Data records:

+++

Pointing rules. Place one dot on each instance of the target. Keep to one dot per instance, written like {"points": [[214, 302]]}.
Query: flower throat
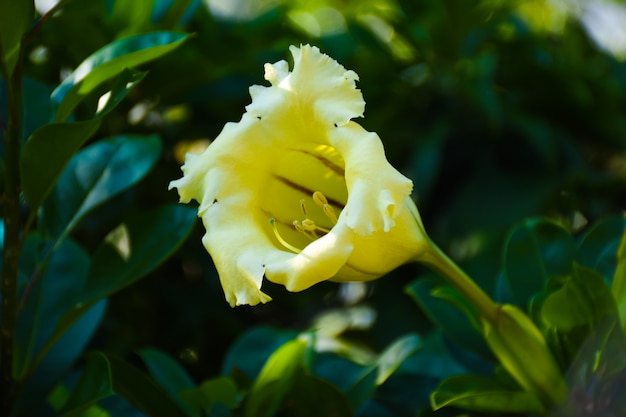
{"points": [[307, 226]]}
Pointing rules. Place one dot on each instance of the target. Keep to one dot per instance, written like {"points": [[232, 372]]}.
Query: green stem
{"points": [[12, 241], [439, 261]]}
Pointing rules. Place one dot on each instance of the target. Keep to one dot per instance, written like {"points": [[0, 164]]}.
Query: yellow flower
{"points": [[297, 192]]}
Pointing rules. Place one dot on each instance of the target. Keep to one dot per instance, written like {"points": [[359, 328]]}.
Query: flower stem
{"points": [[439, 261]]}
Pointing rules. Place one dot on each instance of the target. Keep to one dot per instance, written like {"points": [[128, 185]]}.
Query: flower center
{"points": [[307, 226]]}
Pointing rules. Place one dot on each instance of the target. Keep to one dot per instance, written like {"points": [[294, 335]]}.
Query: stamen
{"points": [[298, 226], [319, 199], [280, 238], [303, 208], [329, 211], [308, 225]]}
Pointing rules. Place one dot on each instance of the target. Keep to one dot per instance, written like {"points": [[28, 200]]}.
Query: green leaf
{"points": [[386, 364], [535, 251], [310, 396], [108, 62], [220, 390], [60, 358], [107, 375], [251, 350], [275, 380], [480, 393], [584, 299], [16, 18], [136, 247], [95, 175], [58, 282], [46, 153], [453, 322], [170, 375], [619, 280], [598, 247], [50, 148]]}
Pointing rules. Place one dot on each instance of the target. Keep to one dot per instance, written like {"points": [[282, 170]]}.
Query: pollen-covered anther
{"points": [[329, 211], [319, 199], [309, 225], [280, 238], [303, 208]]}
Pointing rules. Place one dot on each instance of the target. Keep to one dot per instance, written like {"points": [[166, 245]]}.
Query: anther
{"points": [[298, 226], [303, 208], [329, 211], [308, 225], [319, 199], [280, 238]]}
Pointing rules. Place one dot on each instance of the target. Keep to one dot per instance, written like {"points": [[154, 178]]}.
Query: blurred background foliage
{"points": [[497, 110]]}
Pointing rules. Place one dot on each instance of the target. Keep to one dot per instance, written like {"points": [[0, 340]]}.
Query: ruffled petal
{"points": [[319, 261], [321, 80], [318, 90], [376, 189]]}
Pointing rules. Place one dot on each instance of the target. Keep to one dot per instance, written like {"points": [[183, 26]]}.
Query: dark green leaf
{"points": [[220, 390], [480, 393], [386, 364], [136, 247], [50, 148], [452, 321], [169, 374], [55, 285], [583, 300], [310, 396], [95, 175], [60, 358], [275, 380], [46, 153], [535, 251], [619, 280], [16, 18], [598, 246], [252, 349], [107, 375], [108, 62]]}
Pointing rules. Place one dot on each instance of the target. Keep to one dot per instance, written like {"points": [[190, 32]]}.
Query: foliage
{"points": [[508, 116]]}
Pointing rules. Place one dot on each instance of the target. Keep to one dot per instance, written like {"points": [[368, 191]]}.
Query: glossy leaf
{"points": [[16, 18], [535, 251], [136, 247], [46, 153], [275, 380], [56, 289], [95, 175], [619, 280], [386, 364], [598, 247], [310, 396], [480, 393], [108, 62], [50, 148], [169, 374], [451, 320], [249, 353], [106, 375], [220, 390], [60, 358]]}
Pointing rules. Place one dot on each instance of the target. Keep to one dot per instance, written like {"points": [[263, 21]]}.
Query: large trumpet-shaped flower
{"points": [[298, 193]]}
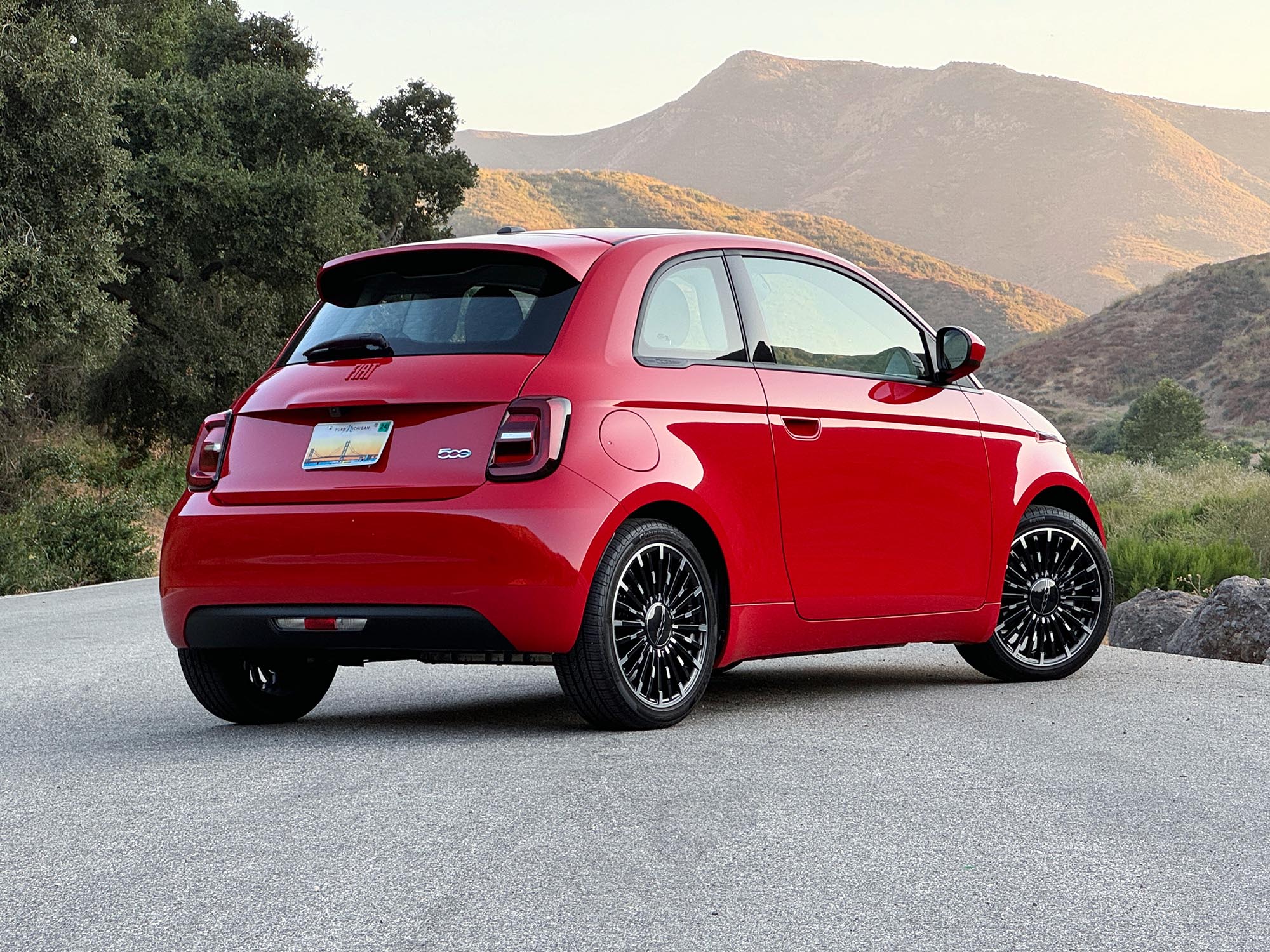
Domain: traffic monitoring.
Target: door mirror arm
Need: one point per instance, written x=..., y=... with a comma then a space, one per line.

+++

Work request
If pictures are present, they are dropped, and the entries above are written out word for word.

Your response
Pointing rules. Place one dot on each instance of the target. Keep to one dot per instance, written like {"points": [[214, 302]]}.
Query: flower throat
{"points": [[307, 226]]}
Pointing rules. Place one dot on each instance of the target. Keep to one dot per instance, written like {"points": [[232, 372]]}.
Query: green stem
{"points": [[12, 241], [439, 261]]}
Pointing rules. Place one dot on each instance of the target. Keep to one dot per instance, written like {"points": [[0, 164]]}.
Query: yellow flower
{"points": [[297, 192]]}
Pointing rules. Place one dot on each instance of the target. Keep to one dot per instance, written like {"points": [[359, 328]]}.
Query: flower stem
{"points": [[439, 261]]}
Pointing rules. Place one dot on each instance of the target. Keep to one dot per instance, written like {"points": [[128, 185]]}.
Query: flower center
{"points": [[307, 226]]}
Pointing rules. Place one dot on each instance of the target. Keep to one dot per instance, written like {"points": [[294, 335]]}.
Query: stamen
{"points": [[298, 226], [319, 199], [280, 238], [303, 208], [329, 211], [308, 225]]}
Pointing rules. Place one dot on each instance of the target. Keep to one dot per instance, written like {"points": [[28, 200]]}.
Query: green leaf
{"points": [[386, 364], [535, 251], [310, 396], [108, 62], [220, 390], [60, 358], [107, 375], [251, 350], [275, 380], [480, 393], [584, 299], [16, 18], [136, 247], [95, 175], [58, 282], [46, 153], [453, 322], [170, 375], [619, 280], [598, 247], [50, 148]]}
Pointing rules. Place one dot on each instance of the target. Keep to one dot per instance, written like {"points": [[282, 170]]}.
Query: pollen-covered anther
{"points": [[329, 211], [319, 199], [309, 225], [280, 238], [303, 208]]}
Pointing rules. Place one dot on each instance of the target. Keep to one dot per instance, written like {"points": [[166, 245]]}.
Query: anther
{"points": [[298, 226], [303, 208], [329, 211], [308, 225], [319, 199], [280, 238]]}
Pointing rules. Place one dot on each instance of the target. Keep to one dot per instance, written like {"points": [[154, 178]]}.
Query: blurred background foliage
{"points": [[497, 110]]}
Pointing rules. Place one dot on each instance of the target. Keep to one dot per instance, written like {"points": [[0, 340]]}.
Query: ruffled petal
{"points": [[319, 261], [321, 80], [318, 90], [376, 189]]}
Pointing rules. Place one dot on each instance of the target. Keep to one dot per instance, written like {"points": [[183, 26]]}.
Query: dark green leaf
{"points": [[220, 390], [480, 393], [386, 364], [136, 247], [50, 148], [452, 321], [169, 374], [55, 285], [583, 300], [310, 396], [95, 175], [60, 358], [275, 380], [46, 153], [535, 251], [619, 280], [16, 18], [598, 246], [252, 349], [107, 375], [108, 62]]}
Pointing rules. Place one dot on each instance of the target. Keep to one dot per instance, written like {"points": [[190, 32]]}.
Query: foliage
{"points": [[508, 116]]}
Pointing rules. Place one dot on each instance of the target. Keep to one dot per instance, written like {"points": [[368, 191]]}.
Query: glossy leaf
{"points": [[16, 18], [535, 251], [136, 247], [46, 153], [275, 380], [56, 289], [95, 175], [619, 280], [386, 364], [598, 247], [310, 396], [480, 393], [108, 62], [50, 148], [169, 374], [451, 320], [249, 353], [106, 375], [220, 390], [60, 358]]}
Pointing rules. Place one dot on each instance of the target. Keep to one dot per instance, written like {"points": [[263, 21]]}.
Query: large trumpet-shaped flower
{"points": [[298, 193]]}
Domain: traffic monitoring.
Target: door mirror arm
Need: one point per instance, written x=..., y=... with a comma then a space, one per line.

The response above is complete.